SET EXERCISE 1
In the rows below, transcribe the lines exactly, starting with the line containing "Where in the photo above can the drawing" and going on through the end of the rows.

Nathaniel Isaacs (1808–1872) was an English adventurer who played a part in the history of Natal, South Africa. He wrote a memoir spread over two volumes (whose accuracy is now disputed) called Travels and Adventures in Eastern Africa (1836). This book subsequently became one of the principal sources quoted by writers of the history of Natal, including Morris (The Washing of the Spears: The Rise and Fall of the Zulu Nation),
Ritter (Shaka Zulu: The Rise of the Zulu Empire) and Bulpin (Natal and the Zulu Country).

Early life 
Isaacs was born in Canterbury, England, into a Jewish family. His father was a merchant and resident of Chatham and his mother was Lenie Solomon, daughter of Nathaniel Solomon of Margate and Phoebe Mitz who came from the Netherlands. After his father died in 1822, he joined his maternal uncle, Saul Solomon Sr., a merchant based on the island of St. Helena. His cousin, Saul Solomon Jr., was an influential liberal politician of the Cape Colony. In June 1825 he persuaded his uncle to allow him to accompany Lieutenant King, captain of the brig The Mary to South Africa in the capacity of the captain's "companion". After the brig had discharged its cargoes in Cape Town, King sailed for Port Natal to search for the adventurers Francis Farewell, an East India merchant, and Francis Fynn, a physician, from whom nothing had been heard for eighteen months.

Stranded in Natal 
Leaving Cape Town on 26 August 1825, The Mary the party made several stops along the Southern African coast, anchoring off Port Natal on 1 October. On entry to the port, The Mary foundered when she struck a sandbank.

On reaching shore, the party found Farewell's camp, but Farewell and his party were on a hunting expedition. Once Farewell returned, Isaacs accompanied King on a courtesy visit to Dingane, brother of the Zulu king Shaka. Once Shaka heard of King's arrival, King and his entire party were summoned to his kraal.

Isaacs records his impressions of the Zulu people and their customs which are particularly interesting as they are an account of the Zulu people before they came under European influence. He lived in daily contact with the powerful King Shaka of the Zulus, at the time the Zulu Empire was at its peak influence in Southern Africa. He was treated on the whole with favour, having rank and honours conferred upon him, as well as a large tract of land. 
Most of what has been written about Shaka comes from the accounts of Henry Francis Fynn and Isaacs who learned to speak the Zulu language fluently.

Lt Farewell, Fynn and Isaacs established the town of Port Natal, later renamed Durban, which became the second largest city in South Africa in modern times. In 1828 King Shaka made Isaacs "Induna Incoola", or Principal Chief of Natal, and granted him great areas of land.

Subsequent career 
Isaacs left Natal in 1831, when Shaka's successor Dingane had prepared to massacre the few whites living there;

In 1844 Isaacs abandoned his claim on the land granted him by Shaka and settled in Sierra Leone where he built up a thriving business. However, in 1854 he was accused of slave-trading by the governor, Sir Arthur Kennedy. Isaacs got wind of his impending arrest and left for Liverpool where he was to spend the last years of his life. Kennedy was appointed Governor of New South Wales and took the papers relating to the slave-trading charges with him when returning to England before taking up his post in Australia. The papers were lost when the ship in which he was travelling, the Forerunner was wrecked off Madeira in October 1854. In the absence of the papers, the English courts refused to proceed with the prosecution.

THE INPUT
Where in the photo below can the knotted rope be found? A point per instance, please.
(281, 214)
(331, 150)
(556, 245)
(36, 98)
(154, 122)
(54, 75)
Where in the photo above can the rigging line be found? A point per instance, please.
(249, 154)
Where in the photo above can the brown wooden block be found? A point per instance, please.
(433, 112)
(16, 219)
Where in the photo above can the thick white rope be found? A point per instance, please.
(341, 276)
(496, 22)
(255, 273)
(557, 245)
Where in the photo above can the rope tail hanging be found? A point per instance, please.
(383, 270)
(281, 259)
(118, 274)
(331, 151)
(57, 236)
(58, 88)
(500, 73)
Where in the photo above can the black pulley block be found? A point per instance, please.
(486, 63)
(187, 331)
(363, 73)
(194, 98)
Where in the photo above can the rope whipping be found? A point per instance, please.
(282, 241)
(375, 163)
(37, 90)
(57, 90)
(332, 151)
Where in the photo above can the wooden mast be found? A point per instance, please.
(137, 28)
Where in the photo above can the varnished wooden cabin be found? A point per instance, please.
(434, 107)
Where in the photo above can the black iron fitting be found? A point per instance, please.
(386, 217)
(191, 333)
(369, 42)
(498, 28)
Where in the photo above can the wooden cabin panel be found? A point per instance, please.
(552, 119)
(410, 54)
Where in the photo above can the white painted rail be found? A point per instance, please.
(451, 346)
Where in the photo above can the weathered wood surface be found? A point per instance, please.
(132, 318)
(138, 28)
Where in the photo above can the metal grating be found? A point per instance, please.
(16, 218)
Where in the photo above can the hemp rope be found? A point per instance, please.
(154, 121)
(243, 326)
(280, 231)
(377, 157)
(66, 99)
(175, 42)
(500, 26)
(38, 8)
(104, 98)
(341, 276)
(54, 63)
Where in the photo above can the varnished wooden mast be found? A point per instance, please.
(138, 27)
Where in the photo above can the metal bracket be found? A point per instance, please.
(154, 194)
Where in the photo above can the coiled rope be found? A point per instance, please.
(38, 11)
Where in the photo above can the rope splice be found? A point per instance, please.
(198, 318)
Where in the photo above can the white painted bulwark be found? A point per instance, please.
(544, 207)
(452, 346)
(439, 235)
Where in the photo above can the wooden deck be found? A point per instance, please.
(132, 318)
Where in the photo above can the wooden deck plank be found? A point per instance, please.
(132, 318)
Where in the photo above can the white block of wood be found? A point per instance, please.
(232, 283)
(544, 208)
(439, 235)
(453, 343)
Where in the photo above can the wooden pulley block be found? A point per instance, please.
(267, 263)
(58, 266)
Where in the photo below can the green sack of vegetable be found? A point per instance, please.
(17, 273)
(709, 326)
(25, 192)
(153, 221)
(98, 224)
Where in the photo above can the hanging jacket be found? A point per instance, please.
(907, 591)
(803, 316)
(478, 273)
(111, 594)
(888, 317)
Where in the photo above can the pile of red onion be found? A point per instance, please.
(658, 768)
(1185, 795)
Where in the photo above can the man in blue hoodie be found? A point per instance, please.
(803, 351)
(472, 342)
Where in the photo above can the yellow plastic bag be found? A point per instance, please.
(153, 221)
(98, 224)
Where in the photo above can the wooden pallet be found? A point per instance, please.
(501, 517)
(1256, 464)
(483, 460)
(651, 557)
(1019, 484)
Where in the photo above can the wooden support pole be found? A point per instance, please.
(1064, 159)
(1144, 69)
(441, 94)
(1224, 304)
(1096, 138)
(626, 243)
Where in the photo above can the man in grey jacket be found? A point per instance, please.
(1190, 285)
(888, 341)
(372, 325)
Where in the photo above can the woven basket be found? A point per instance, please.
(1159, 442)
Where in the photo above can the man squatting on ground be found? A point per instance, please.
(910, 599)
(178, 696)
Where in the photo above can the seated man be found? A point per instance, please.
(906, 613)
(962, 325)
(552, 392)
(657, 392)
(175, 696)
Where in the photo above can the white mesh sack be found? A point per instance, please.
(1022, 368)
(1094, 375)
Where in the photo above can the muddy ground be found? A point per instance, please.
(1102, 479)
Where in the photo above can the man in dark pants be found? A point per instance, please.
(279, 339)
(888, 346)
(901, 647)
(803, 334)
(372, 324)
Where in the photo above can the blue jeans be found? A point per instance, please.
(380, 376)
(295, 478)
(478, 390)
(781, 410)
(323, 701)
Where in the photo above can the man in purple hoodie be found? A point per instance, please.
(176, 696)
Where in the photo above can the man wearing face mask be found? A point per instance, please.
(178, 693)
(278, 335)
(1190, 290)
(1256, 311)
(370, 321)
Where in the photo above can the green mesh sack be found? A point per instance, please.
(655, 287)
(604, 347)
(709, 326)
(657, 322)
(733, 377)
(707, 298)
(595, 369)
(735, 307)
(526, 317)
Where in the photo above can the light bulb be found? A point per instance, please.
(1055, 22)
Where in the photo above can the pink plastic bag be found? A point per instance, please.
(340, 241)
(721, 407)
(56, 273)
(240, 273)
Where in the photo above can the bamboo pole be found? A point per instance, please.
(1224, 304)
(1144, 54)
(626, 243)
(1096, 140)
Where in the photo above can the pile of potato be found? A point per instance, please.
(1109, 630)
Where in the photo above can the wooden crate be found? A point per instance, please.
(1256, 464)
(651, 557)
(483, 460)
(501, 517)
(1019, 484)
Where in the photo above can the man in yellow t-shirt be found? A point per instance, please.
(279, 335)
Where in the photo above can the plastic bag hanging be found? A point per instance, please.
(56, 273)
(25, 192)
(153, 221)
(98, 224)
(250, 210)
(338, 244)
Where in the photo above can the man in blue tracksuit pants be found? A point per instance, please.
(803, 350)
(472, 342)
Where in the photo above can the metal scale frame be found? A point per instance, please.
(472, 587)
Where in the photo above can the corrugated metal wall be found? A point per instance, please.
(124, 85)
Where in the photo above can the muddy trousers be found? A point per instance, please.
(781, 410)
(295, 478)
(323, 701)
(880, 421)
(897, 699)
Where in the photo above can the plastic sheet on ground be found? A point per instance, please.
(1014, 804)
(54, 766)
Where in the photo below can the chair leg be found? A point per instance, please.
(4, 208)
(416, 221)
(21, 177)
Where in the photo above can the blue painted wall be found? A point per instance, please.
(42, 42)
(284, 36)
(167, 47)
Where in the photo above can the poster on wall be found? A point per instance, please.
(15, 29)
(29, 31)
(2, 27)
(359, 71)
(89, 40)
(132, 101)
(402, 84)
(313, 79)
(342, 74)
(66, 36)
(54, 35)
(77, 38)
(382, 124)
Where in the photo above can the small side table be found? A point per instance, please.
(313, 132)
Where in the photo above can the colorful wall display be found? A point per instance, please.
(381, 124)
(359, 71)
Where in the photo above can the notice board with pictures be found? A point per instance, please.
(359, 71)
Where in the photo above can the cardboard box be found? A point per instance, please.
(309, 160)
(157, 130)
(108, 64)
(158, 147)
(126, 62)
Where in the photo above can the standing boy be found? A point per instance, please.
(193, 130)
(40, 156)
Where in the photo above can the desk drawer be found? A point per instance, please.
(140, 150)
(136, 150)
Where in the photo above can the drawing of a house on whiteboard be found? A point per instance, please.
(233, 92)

SET EXERCISE 2
From the account of Nathaniel Isaacs above, copy the words exactly, starting with "Lt Farewell, Fynn" and going on through "areas of land.".

CORRECT RESPONSE 1
Where in the photo above can the drawing of a house on whiteboard be found? A point per instance, please.
(233, 92)

CORRECT RESPONSE 2
Lt Farewell, Fynn and Isaacs established the town of Port Natal, later renamed Durban, which became the second largest city in South Africa in modern times. In 1828 King Shaka made Isaacs "Induna Incoola", or Principal Chief of Natal, and granted him great areas of land.